CHALLENGE
Reproduce word for word the passage of the Esoteric Platonism article between "God bears in" and "is an advancement.", inclusive.

ARTICLE
Esoteric Platonism

He was awaiting the city with foundations whose architect and demiurge is the God. ~ Hebrews 11:10

God bears in the intelligible world to reason and its objects the same relation which the sun bears in the visible world to sight and its objects. ~ Plato, Republic

Besides Stoicism, Platonism and Aristotelianism were also reworked in the transition from the Philosophical to the Religious consciousness in the West. Again, this process involves seeing the earlier philosophies in a large context while bringing out its deeper meanings in the light of transcendent revelation. The Philosophical consciousness was focused on Thought, whereas the Religious consciousness was focused on a change in the level of Being. There are two claims that can be made explicit:

  1. Plato, Aristotle, and the Stoics together present the highest intellectual teachings in Pagan civilization.
  2. The way the Church Fathers reworked those teachings is an advancement.

Claim (1) is really indisputable. The neopagans may reject it typically through a philosophy of “vitalism”, which regards the body and soul life as primary, thereby rejecting a higher intellectual or spiritual life. This position can be rejected philosophically, but poses a danger either by distracting those otherwise interested in Tradition, or by coming to power in an orgy of destruction.

Claim (2) speaks for itself. While absorbing the rationalism of Greek thought, it adds the empirical element, a sort of “metaphysical positivism”. However, since it requires a change of Being, it cannot just be “thought”, it is beyond thought. Spiritual exercises are necessary. This combination of rationality and spirituality is rare, either because of lack of a suitable guide or lack of motivation.

Oddly enough, claim (2) is typically rejected by the “super-correct” who reject this introduction of “pagan elements” into the purity of the Gospels. This is often accompanied by an unconscious crypto-paganism that imagines a Zeus-like god residing in a material heaven not much different from Mount Olympus, all while claiming to be Christian.

GIVEN RECORDS
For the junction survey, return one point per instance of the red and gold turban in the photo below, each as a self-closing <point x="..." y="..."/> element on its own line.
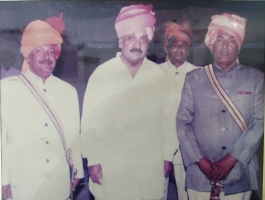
<point x="134" y="18"/>
<point x="36" y="34"/>
<point x="232" y="24"/>
<point x="178" y="30"/>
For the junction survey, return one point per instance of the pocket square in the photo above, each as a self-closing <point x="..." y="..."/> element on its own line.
<point x="243" y="92"/>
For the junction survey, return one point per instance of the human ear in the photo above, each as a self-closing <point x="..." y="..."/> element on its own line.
<point x="120" y="43"/>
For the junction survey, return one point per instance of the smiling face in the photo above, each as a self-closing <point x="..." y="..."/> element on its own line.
<point x="42" y="60"/>
<point x="225" y="50"/>
<point x="177" y="51"/>
<point x="134" y="47"/>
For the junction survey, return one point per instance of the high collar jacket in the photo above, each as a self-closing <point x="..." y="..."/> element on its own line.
<point x="34" y="161"/>
<point x="206" y="129"/>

TASK RESULT
God bears in the intelligible world to reason and its objects the same relation which the sun bears in the visible world to sight and its objects. ~ Plato, Republic

Besides Stoicism, Platonism and Aristotelianism were also reworked in the transition from the Philosophical to the Religious consciousness in the West. Again, this process involves seeing the earlier philosophies in a large context while bringing out its deeper meanings in the light of transcendent revelation. The Philosophical consciousness was focused on Thought, whereas the Religious consciousness was focused on a change in the level of Being. There are two claims that can be made explicit:

  1. Plato, Aristotle, and the Stoics together present the highest intellectual teachings in Pagan civilization.
  2. The way the Church Fathers reworked those teachings is an advancement.